Your goal >>
Determine how many lines of the entries contain "white". Reply with that number alone.

Data provided >>

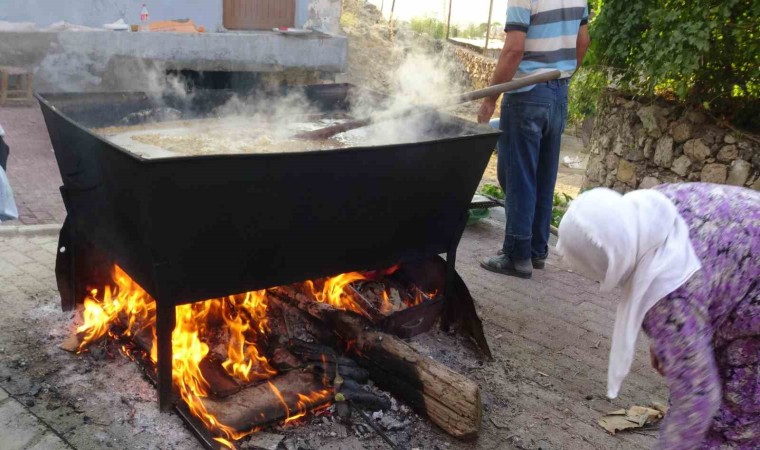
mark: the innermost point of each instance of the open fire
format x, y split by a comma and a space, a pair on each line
235, 327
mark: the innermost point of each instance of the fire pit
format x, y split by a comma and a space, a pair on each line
176, 232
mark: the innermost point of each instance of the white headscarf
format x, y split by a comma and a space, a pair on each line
638, 242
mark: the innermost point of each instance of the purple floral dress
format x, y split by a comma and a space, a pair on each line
706, 334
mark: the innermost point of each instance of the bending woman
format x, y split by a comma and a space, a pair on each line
687, 257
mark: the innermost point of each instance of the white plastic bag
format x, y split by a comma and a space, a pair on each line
8, 209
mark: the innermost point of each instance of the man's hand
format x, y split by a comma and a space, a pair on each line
487, 109
655, 361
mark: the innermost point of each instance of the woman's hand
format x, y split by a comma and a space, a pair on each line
487, 109
655, 361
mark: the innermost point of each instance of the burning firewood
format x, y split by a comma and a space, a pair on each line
450, 400
276, 400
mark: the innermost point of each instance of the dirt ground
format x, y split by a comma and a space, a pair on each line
544, 389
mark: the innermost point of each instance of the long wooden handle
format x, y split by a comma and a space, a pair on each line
328, 132
495, 90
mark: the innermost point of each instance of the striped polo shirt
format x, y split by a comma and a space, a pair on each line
551, 28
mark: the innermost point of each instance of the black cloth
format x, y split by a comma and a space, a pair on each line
4, 152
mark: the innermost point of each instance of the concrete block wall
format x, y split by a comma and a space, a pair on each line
206, 13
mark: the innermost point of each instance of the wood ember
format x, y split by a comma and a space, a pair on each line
449, 399
259, 405
71, 343
283, 360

Response for this exercise >>
2